=== YOUR OBJECTIVE ===
Which lines run from the line with "Target: green mountain slope" through the line with "Annotation guideline. For every instance of the rainbow, the" in the entries below? Print them exactly, both ends included, and nothing more.

=== DATA PROVIDED ===
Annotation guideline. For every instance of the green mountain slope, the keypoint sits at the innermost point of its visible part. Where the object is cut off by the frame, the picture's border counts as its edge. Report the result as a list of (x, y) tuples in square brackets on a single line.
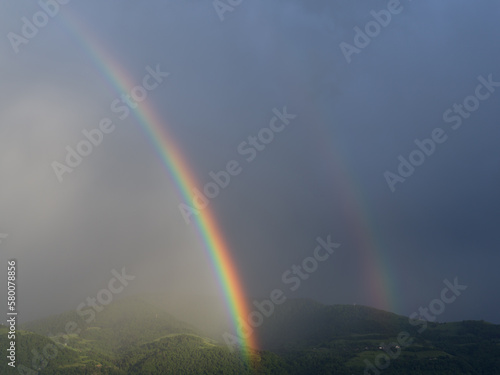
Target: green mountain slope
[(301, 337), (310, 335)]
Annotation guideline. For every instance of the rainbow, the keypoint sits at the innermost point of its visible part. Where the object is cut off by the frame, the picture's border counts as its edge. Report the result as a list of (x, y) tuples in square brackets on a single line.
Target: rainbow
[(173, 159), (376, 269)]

* * *

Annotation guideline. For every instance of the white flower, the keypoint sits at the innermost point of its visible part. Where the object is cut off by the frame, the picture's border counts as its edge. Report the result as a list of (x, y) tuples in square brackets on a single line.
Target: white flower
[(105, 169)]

=== WRITTEN SOLUTION ===
Target: green mountain slope
[(301, 337), (310, 335)]
Annotation guideline. For every instance of the rainbow, the keypoint sits at the innermost point of its visible part. Where the object is cut off by the frame, the picture's border counts as its edge. Report the result as a list of (x, y) tuples in square brackets on a single line.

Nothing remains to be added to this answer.